Texte à lire:
»»

Il est reparti le Vieux Gaillard, qui a réussi le tour de force de donner réconfort, courage et espoir aux chrétiens du Liban, et d’en séduire en même temps les musulmans.
Nous avions tous déjà pas mal de raisons de vouer à Jean-Paul II un immense respect, une reconnaissance et une admiration sans bornes, pour son inlassable action des deux dernières décennies afin que survive et vive notre petit pays, pris dans le mortel entrelacs des tensions régionales et des dissensions internes. A ces sentiments s’ajoute désormais celui d’amour pour un homme qui en ressent tant pour le Liban et tous ses fils, et qui le témoigne avec une aussi impressionnante simplicité: amour vécu en direct, en live par chacun d’entre nous, à chaque moment de ce saint week-end trop vite écoulé.

««

Énoncé 1:
D'après le texte, sur quelle durée s'étend l'action inlassable de Jean-Paul II en faveur du Liban ?
Le texte et la liste n'ont aucun lien entre eux.

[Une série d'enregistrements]

»»

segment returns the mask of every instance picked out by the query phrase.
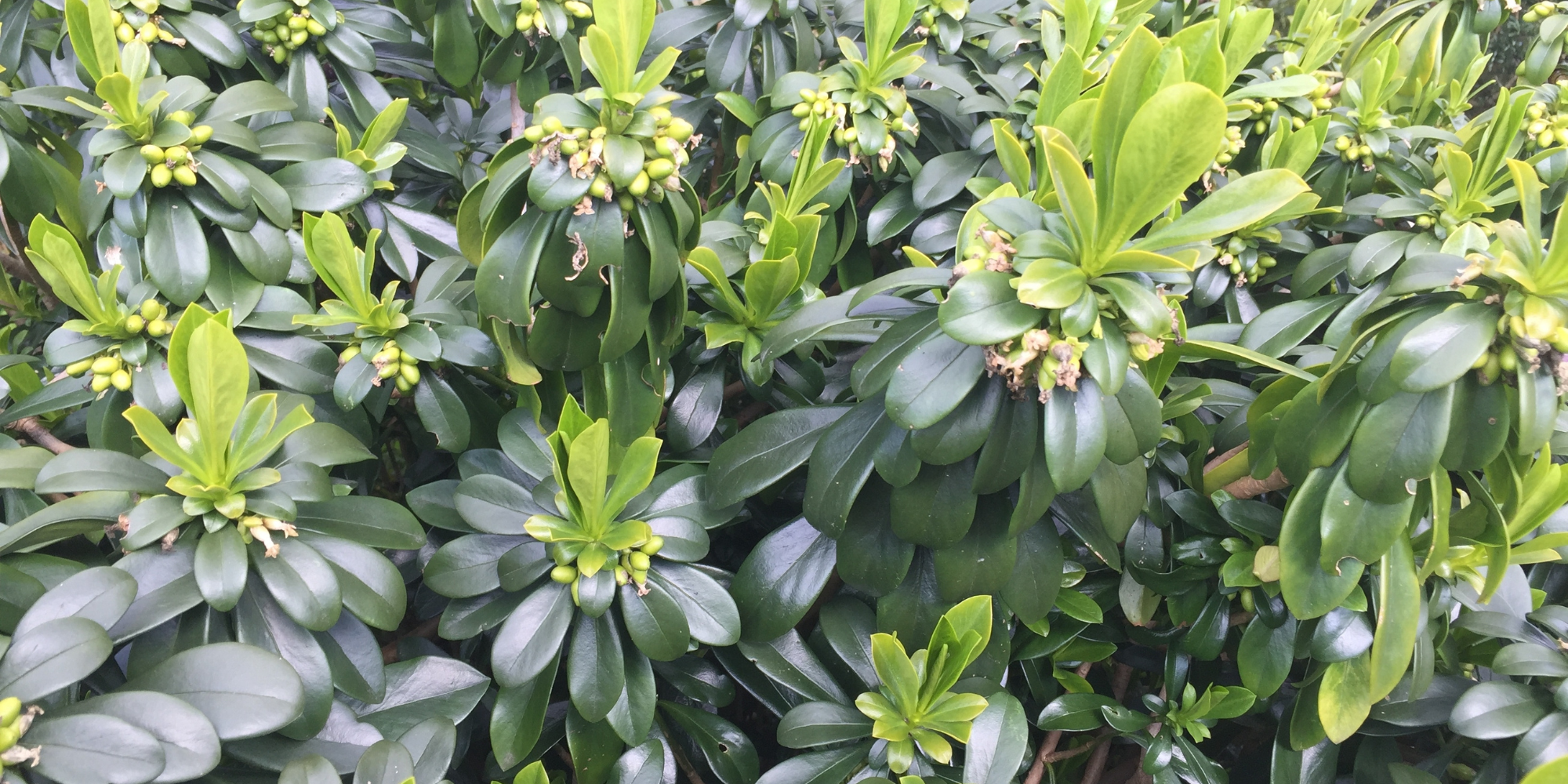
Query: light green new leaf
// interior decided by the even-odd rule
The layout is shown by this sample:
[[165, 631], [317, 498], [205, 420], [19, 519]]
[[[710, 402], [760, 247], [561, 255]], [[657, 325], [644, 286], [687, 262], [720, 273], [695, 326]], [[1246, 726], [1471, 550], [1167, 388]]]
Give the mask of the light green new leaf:
[[1099, 216], [1099, 252], [1121, 248], [1170, 207], [1214, 162], [1223, 135], [1225, 102], [1201, 85], [1173, 85], [1143, 103], [1116, 155], [1110, 212]]
[[599, 521], [610, 477], [610, 420], [601, 419], [583, 430], [572, 439], [569, 455], [566, 480], [582, 506], [582, 519]]
[[1174, 221], [1151, 230], [1135, 243], [1140, 251], [1212, 240], [1261, 221], [1308, 190], [1292, 171], [1267, 169], [1248, 174], [1210, 193]]

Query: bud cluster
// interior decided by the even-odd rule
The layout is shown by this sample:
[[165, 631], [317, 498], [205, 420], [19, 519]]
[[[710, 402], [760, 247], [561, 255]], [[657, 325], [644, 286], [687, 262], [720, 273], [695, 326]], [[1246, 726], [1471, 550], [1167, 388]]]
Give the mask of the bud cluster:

««

Énoncé 2:
Recopiez le passage de la liste qui va de la ligne contenant « Query: bud cluster » jusqu'à la fin de cette liste, ces deux limites comprises.

Réponse rédigée 1:
Elle s'étend sur les deux dernières décennies.

Réponse rédigée 2:
Query: bud cluster
// interior decided by the even-odd rule
The layout is shown by this sample:
[[165, 631], [317, 498], [205, 420], [19, 519]]
[[[710, 402], [760, 247], [561, 255]], [[657, 325], [644, 286], [687, 262], [720, 273], [695, 326]], [[1246, 726], [1471, 550], [1167, 388]]]
Give the mask of the bud cluster:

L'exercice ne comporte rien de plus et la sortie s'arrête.